━━━━━ Recorded data ━━━━━

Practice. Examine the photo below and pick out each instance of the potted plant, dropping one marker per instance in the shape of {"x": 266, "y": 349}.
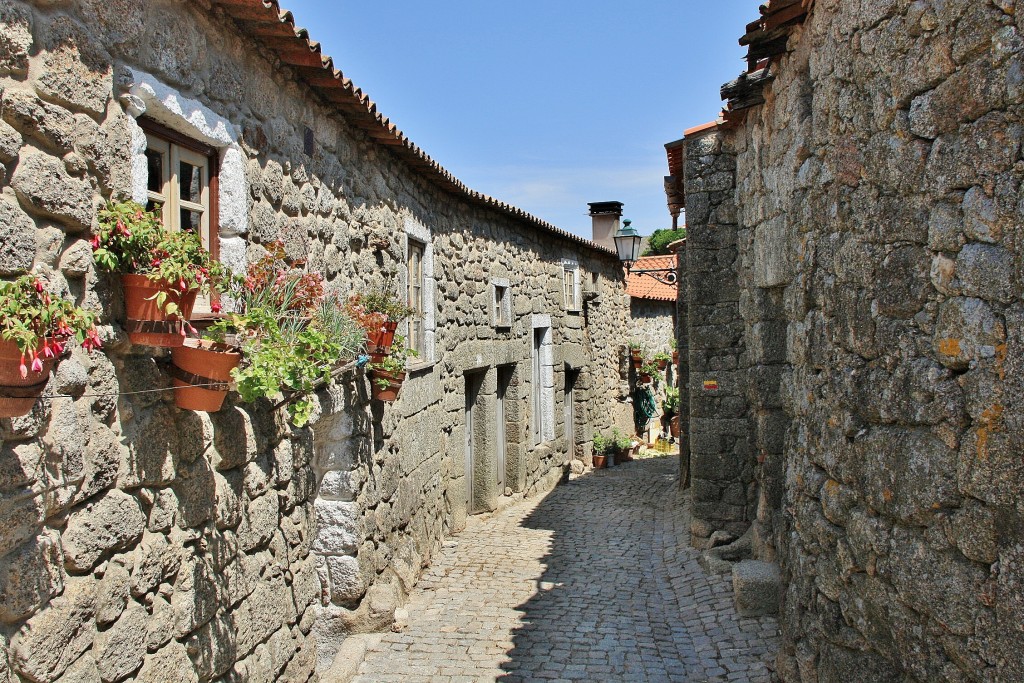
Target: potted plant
{"x": 647, "y": 370}
{"x": 636, "y": 352}
{"x": 600, "y": 452}
{"x": 388, "y": 374}
{"x": 622, "y": 445}
{"x": 290, "y": 336}
{"x": 35, "y": 328}
{"x": 670, "y": 406}
{"x": 379, "y": 312}
{"x": 162, "y": 271}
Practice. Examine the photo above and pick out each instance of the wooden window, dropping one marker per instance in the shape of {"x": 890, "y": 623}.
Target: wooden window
{"x": 416, "y": 318}
{"x": 570, "y": 285}
{"x": 503, "y": 305}
{"x": 181, "y": 184}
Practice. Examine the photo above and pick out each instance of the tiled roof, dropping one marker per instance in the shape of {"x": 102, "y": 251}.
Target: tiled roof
{"x": 275, "y": 29}
{"x": 642, "y": 286}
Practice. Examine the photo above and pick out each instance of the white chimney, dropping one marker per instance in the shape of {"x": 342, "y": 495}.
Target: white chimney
{"x": 605, "y": 217}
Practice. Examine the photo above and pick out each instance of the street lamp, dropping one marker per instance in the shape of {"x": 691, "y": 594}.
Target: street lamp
{"x": 628, "y": 246}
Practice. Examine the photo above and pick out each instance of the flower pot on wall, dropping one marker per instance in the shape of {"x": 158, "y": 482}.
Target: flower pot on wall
{"x": 202, "y": 374}
{"x": 17, "y": 394}
{"x": 146, "y": 323}
{"x": 379, "y": 341}
{"x": 385, "y": 385}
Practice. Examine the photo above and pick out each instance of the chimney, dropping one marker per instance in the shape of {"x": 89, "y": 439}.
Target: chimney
{"x": 605, "y": 216}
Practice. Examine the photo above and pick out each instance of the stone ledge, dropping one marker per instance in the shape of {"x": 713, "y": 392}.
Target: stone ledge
{"x": 756, "y": 588}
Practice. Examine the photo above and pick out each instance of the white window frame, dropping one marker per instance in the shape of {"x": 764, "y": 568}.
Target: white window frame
{"x": 419, "y": 233}
{"x": 195, "y": 120}
{"x": 501, "y": 308}
{"x": 542, "y": 381}
{"x": 571, "y": 297}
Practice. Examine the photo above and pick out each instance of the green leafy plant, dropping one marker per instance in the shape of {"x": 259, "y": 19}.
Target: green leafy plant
{"x": 657, "y": 243}
{"x": 648, "y": 368}
{"x": 383, "y": 300}
{"x": 291, "y": 340}
{"x": 41, "y": 324}
{"x": 620, "y": 440}
{"x": 394, "y": 361}
{"x": 671, "y": 403}
{"x": 133, "y": 241}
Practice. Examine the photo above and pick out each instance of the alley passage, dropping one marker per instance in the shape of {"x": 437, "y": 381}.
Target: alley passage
{"x": 592, "y": 583}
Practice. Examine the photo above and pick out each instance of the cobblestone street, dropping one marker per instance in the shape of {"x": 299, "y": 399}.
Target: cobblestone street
{"x": 592, "y": 583}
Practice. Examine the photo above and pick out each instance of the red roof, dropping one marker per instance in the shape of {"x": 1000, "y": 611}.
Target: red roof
{"x": 266, "y": 23}
{"x": 643, "y": 286}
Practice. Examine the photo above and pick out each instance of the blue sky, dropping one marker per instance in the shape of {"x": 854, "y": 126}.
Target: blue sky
{"x": 546, "y": 104}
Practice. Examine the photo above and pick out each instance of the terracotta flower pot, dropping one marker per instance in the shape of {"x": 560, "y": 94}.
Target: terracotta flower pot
{"x": 17, "y": 394}
{"x": 379, "y": 341}
{"x": 146, "y": 323}
{"x": 389, "y": 392}
{"x": 199, "y": 361}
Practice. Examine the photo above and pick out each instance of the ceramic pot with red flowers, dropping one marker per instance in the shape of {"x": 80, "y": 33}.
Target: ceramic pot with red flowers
{"x": 147, "y": 321}
{"x": 20, "y": 383}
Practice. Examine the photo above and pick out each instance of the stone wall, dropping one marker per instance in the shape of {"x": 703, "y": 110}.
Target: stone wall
{"x": 720, "y": 437}
{"x": 142, "y": 541}
{"x": 880, "y": 313}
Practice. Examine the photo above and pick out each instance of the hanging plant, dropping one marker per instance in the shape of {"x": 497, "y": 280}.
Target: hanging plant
{"x": 388, "y": 375}
{"x": 162, "y": 271}
{"x": 379, "y": 312}
{"x": 35, "y": 329}
{"x": 291, "y": 337}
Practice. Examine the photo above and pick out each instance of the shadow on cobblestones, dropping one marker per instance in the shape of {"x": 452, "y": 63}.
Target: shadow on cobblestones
{"x": 595, "y": 582}
{"x": 622, "y": 598}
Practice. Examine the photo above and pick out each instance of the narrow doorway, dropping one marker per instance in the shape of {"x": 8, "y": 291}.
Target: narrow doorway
{"x": 504, "y": 382}
{"x": 569, "y": 402}
{"x": 473, "y": 383}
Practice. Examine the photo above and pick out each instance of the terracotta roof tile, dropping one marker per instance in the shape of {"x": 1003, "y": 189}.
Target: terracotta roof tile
{"x": 268, "y": 25}
{"x": 643, "y": 286}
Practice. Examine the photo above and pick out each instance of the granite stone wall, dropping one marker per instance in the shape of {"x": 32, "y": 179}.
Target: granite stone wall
{"x": 139, "y": 541}
{"x": 879, "y": 211}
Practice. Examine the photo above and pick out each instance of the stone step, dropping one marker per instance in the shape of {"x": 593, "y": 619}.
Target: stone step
{"x": 757, "y": 588}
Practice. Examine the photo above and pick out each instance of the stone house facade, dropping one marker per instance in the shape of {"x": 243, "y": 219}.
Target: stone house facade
{"x": 139, "y": 541}
{"x": 853, "y": 303}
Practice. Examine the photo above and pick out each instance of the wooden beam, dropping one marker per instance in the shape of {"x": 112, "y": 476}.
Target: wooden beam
{"x": 301, "y": 58}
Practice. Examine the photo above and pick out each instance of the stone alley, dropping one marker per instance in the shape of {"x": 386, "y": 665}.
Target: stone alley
{"x": 592, "y": 583}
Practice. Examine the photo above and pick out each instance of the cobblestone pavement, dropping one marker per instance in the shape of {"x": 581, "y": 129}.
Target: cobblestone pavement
{"x": 592, "y": 583}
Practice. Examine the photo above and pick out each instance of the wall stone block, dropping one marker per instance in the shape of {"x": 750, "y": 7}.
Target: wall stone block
{"x": 50, "y": 641}
{"x": 112, "y": 522}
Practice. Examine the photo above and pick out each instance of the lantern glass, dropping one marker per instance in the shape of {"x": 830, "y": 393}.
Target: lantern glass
{"x": 627, "y": 243}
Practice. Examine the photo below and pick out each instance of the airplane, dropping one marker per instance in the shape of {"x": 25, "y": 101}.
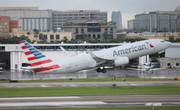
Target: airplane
{"x": 115, "y": 56}
{"x": 146, "y": 67}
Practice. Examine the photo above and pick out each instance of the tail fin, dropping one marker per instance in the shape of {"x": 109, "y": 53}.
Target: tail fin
{"x": 38, "y": 61}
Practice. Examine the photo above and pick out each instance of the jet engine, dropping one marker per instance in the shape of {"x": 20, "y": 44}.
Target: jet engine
{"x": 121, "y": 61}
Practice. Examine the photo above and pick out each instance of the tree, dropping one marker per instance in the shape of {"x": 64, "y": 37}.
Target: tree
{"x": 134, "y": 29}
{"x": 41, "y": 35}
{"x": 172, "y": 31}
{"x": 164, "y": 33}
{"x": 86, "y": 37}
{"x": 155, "y": 30}
{"x": 36, "y": 33}
{"x": 28, "y": 33}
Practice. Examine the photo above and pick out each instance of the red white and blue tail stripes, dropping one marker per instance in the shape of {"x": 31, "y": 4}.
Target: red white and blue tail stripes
{"x": 37, "y": 59}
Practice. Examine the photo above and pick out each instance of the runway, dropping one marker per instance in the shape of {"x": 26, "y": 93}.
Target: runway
{"x": 90, "y": 101}
{"x": 76, "y": 84}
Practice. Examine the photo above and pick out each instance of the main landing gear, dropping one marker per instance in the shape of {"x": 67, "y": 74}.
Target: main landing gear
{"x": 103, "y": 70}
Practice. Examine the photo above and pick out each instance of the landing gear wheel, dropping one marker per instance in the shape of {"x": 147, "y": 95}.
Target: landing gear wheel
{"x": 103, "y": 70}
{"x": 99, "y": 70}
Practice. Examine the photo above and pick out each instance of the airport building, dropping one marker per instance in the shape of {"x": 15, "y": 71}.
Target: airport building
{"x": 61, "y": 17}
{"x": 89, "y": 28}
{"x": 29, "y": 18}
{"x": 14, "y": 58}
{"x": 48, "y": 36}
{"x": 7, "y": 25}
{"x": 161, "y": 21}
{"x": 117, "y": 17}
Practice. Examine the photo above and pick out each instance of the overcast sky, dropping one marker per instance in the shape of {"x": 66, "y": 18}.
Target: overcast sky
{"x": 128, "y": 8}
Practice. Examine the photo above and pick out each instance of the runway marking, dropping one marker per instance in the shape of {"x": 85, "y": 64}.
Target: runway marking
{"x": 74, "y": 85}
{"x": 52, "y": 103}
{"x": 26, "y": 98}
{"x": 134, "y": 84}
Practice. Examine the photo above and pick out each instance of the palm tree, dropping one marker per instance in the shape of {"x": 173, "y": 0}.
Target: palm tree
{"x": 36, "y": 33}
{"x": 172, "y": 31}
{"x": 28, "y": 33}
{"x": 155, "y": 29}
{"x": 41, "y": 35}
{"x": 165, "y": 33}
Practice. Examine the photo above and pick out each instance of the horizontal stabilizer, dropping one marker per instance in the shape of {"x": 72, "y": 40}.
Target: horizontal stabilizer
{"x": 98, "y": 58}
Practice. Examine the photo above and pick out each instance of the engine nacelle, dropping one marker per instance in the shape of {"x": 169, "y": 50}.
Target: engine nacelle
{"x": 121, "y": 61}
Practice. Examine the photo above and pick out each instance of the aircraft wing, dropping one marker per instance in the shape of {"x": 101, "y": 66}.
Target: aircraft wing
{"x": 31, "y": 68}
{"x": 99, "y": 58}
{"x": 134, "y": 69}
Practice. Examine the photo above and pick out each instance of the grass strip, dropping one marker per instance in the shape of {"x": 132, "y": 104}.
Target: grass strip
{"x": 89, "y": 91}
{"x": 92, "y": 80}
{"x": 111, "y": 108}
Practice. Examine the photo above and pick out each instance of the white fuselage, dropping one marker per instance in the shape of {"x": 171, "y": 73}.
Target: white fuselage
{"x": 132, "y": 50}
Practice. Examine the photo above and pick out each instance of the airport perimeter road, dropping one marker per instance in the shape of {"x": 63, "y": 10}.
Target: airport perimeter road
{"x": 99, "y": 101}
{"x": 63, "y": 84}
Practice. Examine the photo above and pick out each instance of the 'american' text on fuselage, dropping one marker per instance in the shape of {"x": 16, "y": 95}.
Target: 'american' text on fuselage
{"x": 129, "y": 50}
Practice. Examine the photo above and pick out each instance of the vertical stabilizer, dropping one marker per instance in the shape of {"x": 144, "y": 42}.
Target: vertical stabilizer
{"x": 38, "y": 61}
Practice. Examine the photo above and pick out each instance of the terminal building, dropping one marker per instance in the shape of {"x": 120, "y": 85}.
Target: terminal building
{"x": 157, "y": 21}
{"x": 14, "y": 58}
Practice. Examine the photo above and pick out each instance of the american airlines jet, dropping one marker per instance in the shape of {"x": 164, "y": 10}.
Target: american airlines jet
{"x": 116, "y": 56}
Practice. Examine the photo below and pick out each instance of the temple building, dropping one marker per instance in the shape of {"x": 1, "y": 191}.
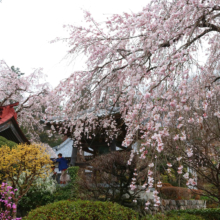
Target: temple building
{"x": 9, "y": 127}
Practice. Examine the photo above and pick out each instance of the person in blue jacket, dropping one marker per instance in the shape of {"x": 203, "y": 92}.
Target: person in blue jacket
{"x": 63, "y": 168}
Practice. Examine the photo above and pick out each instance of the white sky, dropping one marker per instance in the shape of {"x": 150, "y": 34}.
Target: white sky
{"x": 27, "y": 27}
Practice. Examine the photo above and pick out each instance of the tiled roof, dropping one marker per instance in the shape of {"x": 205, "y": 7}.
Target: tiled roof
{"x": 66, "y": 148}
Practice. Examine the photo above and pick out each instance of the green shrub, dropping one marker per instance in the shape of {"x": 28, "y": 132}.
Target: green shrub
{"x": 175, "y": 193}
{"x": 172, "y": 216}
{"x": 209, "y": 214}
{"x": 82, "y": 210}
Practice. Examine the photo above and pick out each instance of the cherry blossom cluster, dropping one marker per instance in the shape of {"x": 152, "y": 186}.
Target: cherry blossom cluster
{"x": 148, "y": 67}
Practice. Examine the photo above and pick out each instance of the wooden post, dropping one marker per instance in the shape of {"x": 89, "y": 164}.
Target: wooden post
{"x": 73, "y": 156}
{"x": 113, "y": 145}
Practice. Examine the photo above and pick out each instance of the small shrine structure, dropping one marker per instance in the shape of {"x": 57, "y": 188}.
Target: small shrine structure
{"x": 9, "y": 127}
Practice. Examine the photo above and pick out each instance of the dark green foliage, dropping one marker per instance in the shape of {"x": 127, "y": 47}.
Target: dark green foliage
{"x": 82, "y": 210}
{"x": 70, "y": 191}
{"x": 34, "y": 199}
{"x": 4, "y": 141}
{"x": 173, "y": 216}
{"x": 207, "y": 214}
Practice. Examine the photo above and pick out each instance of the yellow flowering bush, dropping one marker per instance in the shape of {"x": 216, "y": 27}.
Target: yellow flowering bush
{"x": 26, "y": 162}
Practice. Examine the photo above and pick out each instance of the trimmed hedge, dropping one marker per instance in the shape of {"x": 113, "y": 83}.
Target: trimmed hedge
{"x": 172, "y": 216}
{"x": 82, "y": 210}
{"x": 209, "y": 214}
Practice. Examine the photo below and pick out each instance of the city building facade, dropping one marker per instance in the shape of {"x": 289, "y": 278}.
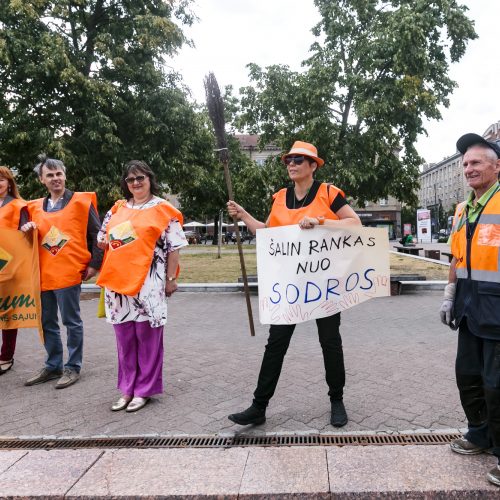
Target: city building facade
{"x": 385, "y": 213}
{"x": 442, "y": 184}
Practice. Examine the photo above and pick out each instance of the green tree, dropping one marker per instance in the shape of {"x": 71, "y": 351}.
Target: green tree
{"x": 84, "y": 81}
{"x": 377, "y": 70}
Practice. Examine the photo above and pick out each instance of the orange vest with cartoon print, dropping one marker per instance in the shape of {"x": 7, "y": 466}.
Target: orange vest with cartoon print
{"x": 10, "y": 214}
{"x": 320, "y": 206}
{"x": 478, "y": 269}
{"x": 132, "y": 235}
{"x": 63, "y": 251}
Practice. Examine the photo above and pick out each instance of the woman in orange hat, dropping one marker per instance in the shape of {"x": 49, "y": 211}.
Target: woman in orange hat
{"x": 307, "y": 203}
{"x": 13, "y": 214}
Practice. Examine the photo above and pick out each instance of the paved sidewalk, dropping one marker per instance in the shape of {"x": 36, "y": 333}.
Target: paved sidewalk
{"x": 399, "y": 361}
{"x": 363, "y": 472}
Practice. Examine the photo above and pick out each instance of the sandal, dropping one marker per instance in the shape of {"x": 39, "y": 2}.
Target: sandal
{"x": 5, "y": 366}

━━━━━

# Set problem
Produce an exact copy of the lines from the one containing "of the woman" through the last line, and of nothing else.

# Exercise answer
Practice. Examine the photo above and pick out each instance of the woman in orange hat, dropping one marker per instance in the shape of {"x": 49, "y": 211}.
Target: woman in orange hat
{"x": 307, "y": 203}
{"x": 13, "y": 214}
Practice. Examine the photo above and pick out each instance of the paved sidewalk, dropping one marker per instance in the shape of {"x": 36, "y": 333}.
Target: paved sidewalk
{"x": 399, "y": 361}
{"x": 363, "y": 472}
Practice. Examine the photo above and pick out each instance of the sandal, dropping one marker per instance in the shape of {"x": 39, "y": 2}.
Target: sandal
{"x": 5, "y": 366}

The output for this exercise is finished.